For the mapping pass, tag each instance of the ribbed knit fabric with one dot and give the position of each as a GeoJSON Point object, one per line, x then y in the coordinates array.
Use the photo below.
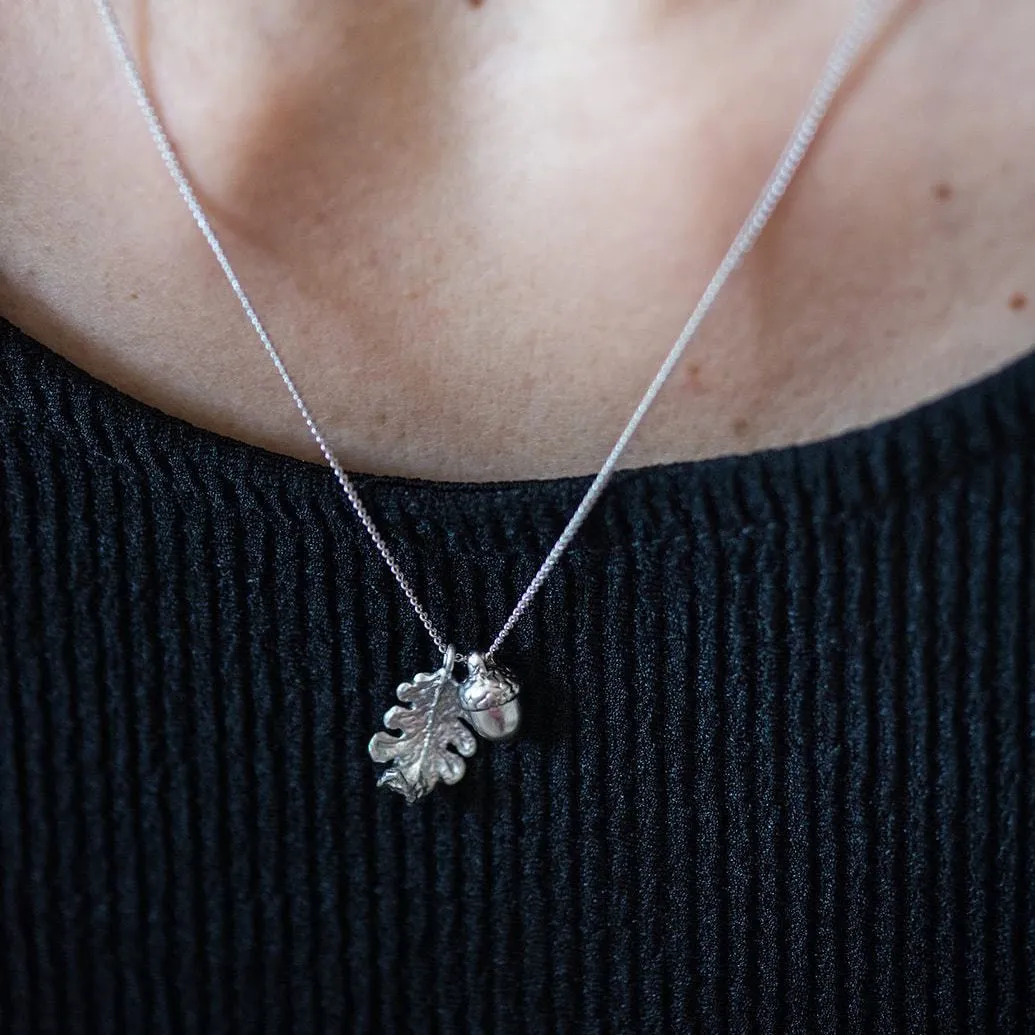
{"type": "Point", "coordinates": [776, 772]}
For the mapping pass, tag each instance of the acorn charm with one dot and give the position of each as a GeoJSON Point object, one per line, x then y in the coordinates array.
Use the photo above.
{"type": "Point", "coordinates": [489, 700]}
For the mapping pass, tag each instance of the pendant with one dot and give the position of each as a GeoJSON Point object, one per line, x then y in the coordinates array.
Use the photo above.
{"type": "Point", "coordinates": [433, 740]}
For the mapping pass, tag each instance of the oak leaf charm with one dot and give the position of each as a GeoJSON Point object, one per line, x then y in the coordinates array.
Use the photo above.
{"type": "Point", "coordinates": [432, 741]}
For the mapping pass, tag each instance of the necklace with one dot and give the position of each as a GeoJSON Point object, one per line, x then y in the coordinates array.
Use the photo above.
{"type": "Point", "coordinates": [439, 710]}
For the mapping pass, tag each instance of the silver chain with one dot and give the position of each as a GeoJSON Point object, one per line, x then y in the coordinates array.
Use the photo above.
{"type": "Point", "coordinates": [838, 64]}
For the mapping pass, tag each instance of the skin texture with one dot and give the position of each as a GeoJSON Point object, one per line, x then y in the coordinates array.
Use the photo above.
{"type": "Point", "coordinates": [474, 231]}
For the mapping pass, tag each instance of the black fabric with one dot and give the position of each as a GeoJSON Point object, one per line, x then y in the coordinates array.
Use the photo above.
{"type": "Point", "coordinates": [775, 774]}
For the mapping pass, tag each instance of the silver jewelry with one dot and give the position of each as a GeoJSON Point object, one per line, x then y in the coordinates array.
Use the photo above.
{"type": "Point", "coordinates": [433, 738]}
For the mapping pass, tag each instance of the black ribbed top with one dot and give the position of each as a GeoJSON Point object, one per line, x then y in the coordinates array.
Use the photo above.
{"type": "Point", "coordinates": [776, 771]}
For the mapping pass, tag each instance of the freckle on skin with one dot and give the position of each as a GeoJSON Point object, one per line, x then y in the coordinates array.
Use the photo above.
{"type": "Point", "coordinates": [692, 376]}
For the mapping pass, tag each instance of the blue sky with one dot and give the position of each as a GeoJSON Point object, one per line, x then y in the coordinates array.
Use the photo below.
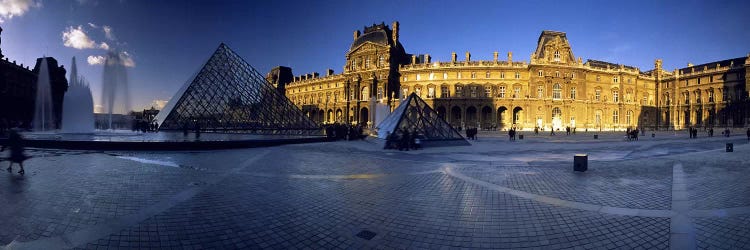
{"type": "Point", "coordinates": [168, 41]}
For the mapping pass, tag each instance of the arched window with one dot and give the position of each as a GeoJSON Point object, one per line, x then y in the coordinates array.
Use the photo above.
{"type": "Point", "coordinates": [556, 91]}
{"type": "Point", "coordinates": [540, 91]}
{"type": "Point", "coordinates": [629, 117]}
{"type": "Point", "coordinates": [573, 93]}
{"type": "Point", "coordinates": [365, 93]}
{"type": "Point", "coordinates": [556, 113]}
{"type": "Point", "coordinates": [615, 116]}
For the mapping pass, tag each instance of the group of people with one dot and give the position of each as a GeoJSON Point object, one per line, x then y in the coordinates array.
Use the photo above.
{"type": "Point", "coordinates": [632, 134]}
{"type": "Point", "coordinates": [402, 139]}
{"type": "Point", "coordinates": [344, 132]}
{"type": "Point", "coordinates": [471, 133]}
{"type": "Point", "coordinates": [512, 134]}
{"type": "Point", "coordinates": [15, 146]}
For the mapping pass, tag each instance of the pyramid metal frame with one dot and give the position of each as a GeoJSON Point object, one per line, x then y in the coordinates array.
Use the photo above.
{"type": "Point", "coordinates": [228, 95]}
{"type": "Point", "coordinates": [415, 114]}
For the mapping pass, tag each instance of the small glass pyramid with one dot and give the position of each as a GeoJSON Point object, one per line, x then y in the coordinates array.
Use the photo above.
{"type": "Point", "coordinates": [414, 115]}
{"type": "Point", "coordinates": [228, 95]}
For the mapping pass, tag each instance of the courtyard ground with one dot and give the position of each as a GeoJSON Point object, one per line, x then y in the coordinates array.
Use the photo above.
{"type": "Point", "coordinates": [660, 192]}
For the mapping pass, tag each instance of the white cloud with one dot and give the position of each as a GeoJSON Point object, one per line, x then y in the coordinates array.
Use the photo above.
{"type": "Point", "coordinates": [108, 33]}
{"type": "Point", "coordinates": [127, 59]}
{"type": "Point", "coordinates": [13, 8]}
{"type": "Point", "coordinates": [95, 60]}
{"type": "Point", "coordinates": [75, 37]}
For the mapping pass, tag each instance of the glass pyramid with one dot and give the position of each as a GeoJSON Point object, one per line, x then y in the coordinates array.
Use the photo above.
{"type": "Point", "coordinates": [413, 114]}
{"type": "Point", "coordinates": [227, 95]}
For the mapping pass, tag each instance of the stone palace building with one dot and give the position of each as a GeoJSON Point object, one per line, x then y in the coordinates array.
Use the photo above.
{"type": "Point", "coordinates": [555, 89]}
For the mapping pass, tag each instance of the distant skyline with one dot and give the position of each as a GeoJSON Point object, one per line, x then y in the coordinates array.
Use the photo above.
{"type": "Point", "coordinates": [165, 42]}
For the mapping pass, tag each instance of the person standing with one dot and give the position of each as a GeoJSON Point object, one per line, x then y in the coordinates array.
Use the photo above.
{"type": "Point", "coordinates": [15, 143]}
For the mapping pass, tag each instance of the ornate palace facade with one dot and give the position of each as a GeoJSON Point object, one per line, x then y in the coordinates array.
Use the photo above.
{"type": "Point", "coordinates": [554, 90]}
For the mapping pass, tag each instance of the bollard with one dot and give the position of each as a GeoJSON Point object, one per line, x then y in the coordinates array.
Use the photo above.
{"type": "Point", "coordinates": [581, 162]}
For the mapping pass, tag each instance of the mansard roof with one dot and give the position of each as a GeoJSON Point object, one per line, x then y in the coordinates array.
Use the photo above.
{"type": "Point", "coordinates": [712, 65]}
{"type": "Point", "coordinates": [377, 33]}
{"type": "Point", "coordinates": [551, 37]}
{"type": "Point", "coordinates": [603, 64]}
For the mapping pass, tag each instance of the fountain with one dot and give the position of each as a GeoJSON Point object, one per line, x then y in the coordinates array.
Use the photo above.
{"type": "Point", "coordinates": [44, 118]}
{"type": "Point", "coordinates": [78, 105]}
{"type": "Point", "coordinates": [115, 91]}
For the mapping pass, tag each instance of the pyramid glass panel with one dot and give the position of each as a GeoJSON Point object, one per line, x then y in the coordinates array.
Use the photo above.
{"type": "Point", "coordinates": [228, 95]}
{"type": "Point", "coordinates": [414, 115]}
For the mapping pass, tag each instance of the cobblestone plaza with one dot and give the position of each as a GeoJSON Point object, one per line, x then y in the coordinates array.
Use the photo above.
{"type": "Point", "coordinates": [656, 193]}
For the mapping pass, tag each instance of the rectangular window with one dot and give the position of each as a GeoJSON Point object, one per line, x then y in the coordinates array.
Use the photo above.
{"type": "Point", "coordinates": [444, 92]}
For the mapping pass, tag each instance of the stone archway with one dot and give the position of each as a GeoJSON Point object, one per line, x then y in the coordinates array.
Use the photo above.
{"type": "Point", "coordinates": [501, 117]}
{"type": "Point", "coordinates": [456, 117]}
{"type": "Point", "coordinates": [364, 116]}
{"type": "Point", "coordinates": [486, 117]}
{"type": "Point", "coordinates": [441, 112]}
{"type": "Point", "coordinates": [471, 117]}
{"type": "Point", "coordinates": [517, 115]}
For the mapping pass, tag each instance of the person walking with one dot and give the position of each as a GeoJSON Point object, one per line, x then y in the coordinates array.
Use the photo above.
{"type": "Point", "coordinates": [15, 143]}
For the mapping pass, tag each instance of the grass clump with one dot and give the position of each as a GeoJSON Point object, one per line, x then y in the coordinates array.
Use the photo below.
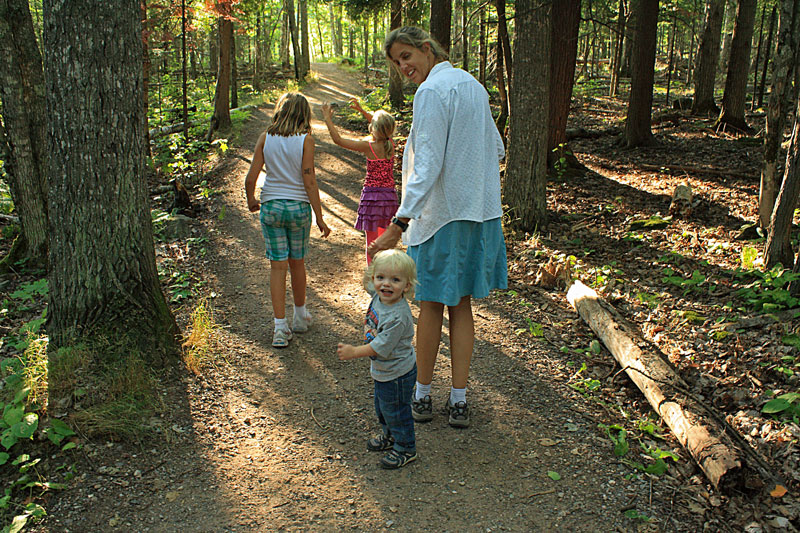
{"type": "Point", "coordinates": [200, 345]}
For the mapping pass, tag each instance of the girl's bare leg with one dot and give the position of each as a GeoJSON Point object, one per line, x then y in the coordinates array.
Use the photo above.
{"type": "Point", "coordinates": [297, 268]}
{"type": "Point", "coordinates": [462, 340]}
{"type": "Point", "coordinates": [277, 287]}
{"type": "Point", "coordinates": [429, 333]}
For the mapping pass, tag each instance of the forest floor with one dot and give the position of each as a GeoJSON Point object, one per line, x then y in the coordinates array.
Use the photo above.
{"type": "Point", "coordinates": [274, 440]}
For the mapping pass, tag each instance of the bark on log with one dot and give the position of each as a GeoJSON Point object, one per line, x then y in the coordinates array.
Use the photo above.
{"type": "Point", "coordinates": [703, 437]}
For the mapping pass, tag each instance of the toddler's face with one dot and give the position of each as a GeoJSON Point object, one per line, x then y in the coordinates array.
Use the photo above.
{"type": "Point", "coordinates": [390, 284]}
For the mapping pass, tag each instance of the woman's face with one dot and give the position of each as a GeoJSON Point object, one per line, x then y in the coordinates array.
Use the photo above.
{"type": "Point", "coordinates": [415, 63]}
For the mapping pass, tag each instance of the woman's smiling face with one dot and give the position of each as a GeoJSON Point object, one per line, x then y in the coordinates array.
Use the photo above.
{"type": "Point", "coordinates": [415, 63]}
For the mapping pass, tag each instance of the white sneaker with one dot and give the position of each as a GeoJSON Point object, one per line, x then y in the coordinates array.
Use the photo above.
{"type": "Point", "coordinates": [281, 338]}
{"type": "Point", "coordinates": [300, 324]}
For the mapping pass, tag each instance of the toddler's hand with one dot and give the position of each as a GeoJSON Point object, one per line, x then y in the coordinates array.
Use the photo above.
{"type": "Point", "coordinates": [323, 228]}
{"type": "Point", "coordinates": [345, 351]}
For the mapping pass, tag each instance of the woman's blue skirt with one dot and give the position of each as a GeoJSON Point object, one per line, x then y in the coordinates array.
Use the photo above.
{"type": "Point", "coordinates": [463, 258]}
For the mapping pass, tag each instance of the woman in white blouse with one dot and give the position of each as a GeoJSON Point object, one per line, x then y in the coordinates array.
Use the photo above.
{"type": "Point", "coordinates": [450, 212]}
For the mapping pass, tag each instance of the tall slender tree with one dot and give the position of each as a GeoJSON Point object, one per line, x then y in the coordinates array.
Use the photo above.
{"type": "Point", "coordinates": [780, 102]}
{"type": "Point", "coordinates": [707, 59]}
{"type": "Point", "coordinates": [640, 104]}
{"type": "Point", "coordinates": [102, 278]}
{"type": "Point", "coordinates": [526, 172]}
{"type": "Point", "coordinates": [734, 98]}
{"type": "Point", "coordinates": [24, 141]}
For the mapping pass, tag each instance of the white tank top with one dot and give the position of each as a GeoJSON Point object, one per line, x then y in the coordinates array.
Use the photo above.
{"type": "Point", "coordinates": [283, 158]}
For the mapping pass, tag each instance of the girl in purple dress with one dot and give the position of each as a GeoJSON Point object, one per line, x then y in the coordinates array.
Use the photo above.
{"type": "Point", "coordinates": [378, 201]}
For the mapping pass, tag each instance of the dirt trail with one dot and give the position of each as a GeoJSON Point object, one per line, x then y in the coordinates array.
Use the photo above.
{"type": "Point", "coordinates": [275, 440]}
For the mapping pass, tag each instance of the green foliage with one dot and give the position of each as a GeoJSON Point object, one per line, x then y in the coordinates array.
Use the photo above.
{"type": "Point", "coordinates": [769, 291]}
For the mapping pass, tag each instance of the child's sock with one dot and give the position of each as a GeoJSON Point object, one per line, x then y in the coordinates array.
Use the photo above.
{"type": "Point", "coordinates": [422, 391]}
{"type": "Point", "coordinates": [458, 395]}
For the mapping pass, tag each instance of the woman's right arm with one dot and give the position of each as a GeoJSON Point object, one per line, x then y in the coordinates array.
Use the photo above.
{"type": "Point", "coordinates": [310, 183]}
{"type": "Point", "coordinates": [253, 204]}
{"type": "Point", "coordinates": [356, 146]}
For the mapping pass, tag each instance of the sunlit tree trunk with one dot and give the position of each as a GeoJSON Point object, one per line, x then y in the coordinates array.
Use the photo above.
{"type": "Point", "coordinates": [780, 102]}
{"type": "Point", "coordinates": [640, 105]}
{"type": "Point", "coordinates": [707, 59]}
{"type": "Point", "coordinates": [526, 172]}
{"type": "Point", "coordinates": [24, 142]}
{"type": "Point", "coordinates": [566, 16]}
{"type": "Point", "coordinates": [734, 97]}
{"type": "Point", "coordinates": [102, 279]}
{"type": "Point", "coordinates": [441, 11]}
{"type": "Point", "coordinates": [395, 79]}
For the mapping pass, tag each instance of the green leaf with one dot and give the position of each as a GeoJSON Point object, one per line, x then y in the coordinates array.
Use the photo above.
{"type": "Point", "coordinates": [26, 427]}
{"type": "Point", "coordinates": [776, 405]}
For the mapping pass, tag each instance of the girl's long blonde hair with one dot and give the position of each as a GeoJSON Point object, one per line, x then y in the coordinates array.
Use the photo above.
{"type": "Point", "coordinates": [292, 116]}
{"type": "Point", "coordinates": [396, 260]}
{"type": "Point", "coordinates": [382, 129]}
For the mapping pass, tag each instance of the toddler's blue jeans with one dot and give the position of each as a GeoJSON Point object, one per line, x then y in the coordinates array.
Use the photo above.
{"type": "Point", "coordinates": [393, 407]}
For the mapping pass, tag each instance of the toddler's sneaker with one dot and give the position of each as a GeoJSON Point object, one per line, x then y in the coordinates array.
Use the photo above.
{"type": "Point", "coordinates": [395, 459]}
{"type": "Point", "coordinates": [281, 338]}
{"type": "Point", "coordinates": [459, 414]}
{"type": "Point", "coordinates": [380, 443]}
{"type": "Point", "coordinates": [300, 324]}
{"type": "Point", "coordinates": [422, 409]}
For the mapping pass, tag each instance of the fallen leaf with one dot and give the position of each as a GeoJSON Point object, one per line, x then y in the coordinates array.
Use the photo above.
{"type": "Point", "coordinates": [778, 492]}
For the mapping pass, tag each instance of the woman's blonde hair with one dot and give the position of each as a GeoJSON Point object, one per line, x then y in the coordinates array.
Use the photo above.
{"type": "Point", "coordinates": [412, 36]}
{"type": "Point", "coordinates": [292, 116]}
{"type": "Point", "coordinates": [393, 259]}
{"type": "Point", "coordinates": [382, 129]}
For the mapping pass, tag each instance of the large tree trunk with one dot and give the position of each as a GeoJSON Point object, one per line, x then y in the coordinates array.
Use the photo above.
{"type": "Point", "coordinates": [221, 120]}
{"type": "Point", "coordinates": [779, 245]}
{"type": "Point", "coordinates": [305, 64]}
{"type": "Point", "coordinates": [395, 79]}
{"type": "Point", "coordinates": [734, 98]}
{"type": "Point", "coordinates": [441, 11]}
{"type": "Point", "coordinates": [566, 16]}
{"type": "Point", "coordinates": [103, 280]}
{"type": "Point", "coordinates": [780, 101]}
{"type": "Point", "coordinates": [23, 106]}
{"type": "Point", "coordinates": [526, 172]}
{"type": "Point", "coordinates": [707, 59]}
{"type": "Point", "coordinates": [298, 57]}
{"type": "Point", "coordinates": [640, 105]}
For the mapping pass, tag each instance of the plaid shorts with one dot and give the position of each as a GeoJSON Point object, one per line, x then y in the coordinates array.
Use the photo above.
{"type": "Point", "coordinates": [286, 225]}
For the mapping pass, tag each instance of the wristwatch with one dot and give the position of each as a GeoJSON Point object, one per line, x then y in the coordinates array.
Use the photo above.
{"type": "Point", "coordinates": [400, 224]}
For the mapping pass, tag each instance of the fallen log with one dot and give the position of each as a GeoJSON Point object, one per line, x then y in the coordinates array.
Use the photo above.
{"type": "Point", "coordinates": [707, 438]}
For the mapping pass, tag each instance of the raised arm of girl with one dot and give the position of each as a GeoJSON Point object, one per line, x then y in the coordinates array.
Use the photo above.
{"type": "Point", "coordinates": [310, 184]}
{"type": "Point", "coordinates": [350, 144]}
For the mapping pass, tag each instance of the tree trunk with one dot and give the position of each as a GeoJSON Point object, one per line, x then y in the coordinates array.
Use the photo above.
{"type": "Point", "coordinates": [525, 179]}
{"type": "Point", "coordinates": [298, 58]}
{"type": "Point", "coordinates": [779, 246]}
{"type": "Point", "coordinates": [620, 37]}
{"type": "Point", "coordinates": [234, 103]}
{"type": "Point", "coordinates": [103, 281]}
{"type": "Point", "coordinates": [780, 102]}
{"type": "Point", "coordinates": [707, 60]}
{"type": "Point", "coordinates": [395, 79]}
{"type": "Point", "coordinates": [441, 11]}
{"type": "Point", "coordinates": [637, 127]}
{"type": "Point", "coordinates": [482, 48]}
{"type": "Point", "coordinates": [566, 19]}
{"type": "Point", "coordinates": [221, 120]}
{"type": "Point", "coordinates": [22, 93]}
{"type": "Point", "coordinates": [767, 55]}
{"type": "Point", "coordinates": [734, 98]}
{"type": "Point", "coordinates": [302, 6]}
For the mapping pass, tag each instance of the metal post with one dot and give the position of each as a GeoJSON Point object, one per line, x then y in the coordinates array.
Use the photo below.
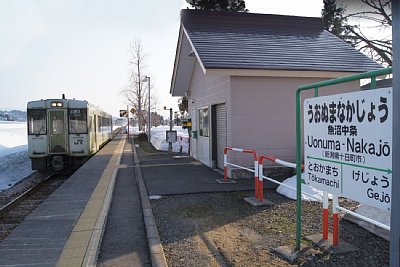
============
● Your objective: Return, word for word, the rows above from the line containing "For the mapping pass, tag each instance of the metal" through the end of the rows, leaving out the pictures.

● Answer for the task:
For the mapping pass, tag each instance of the metal post with one dot and give the position of each as a GeoJSON Point object, one per line, x then y in the coordinates array.
Use the photo below.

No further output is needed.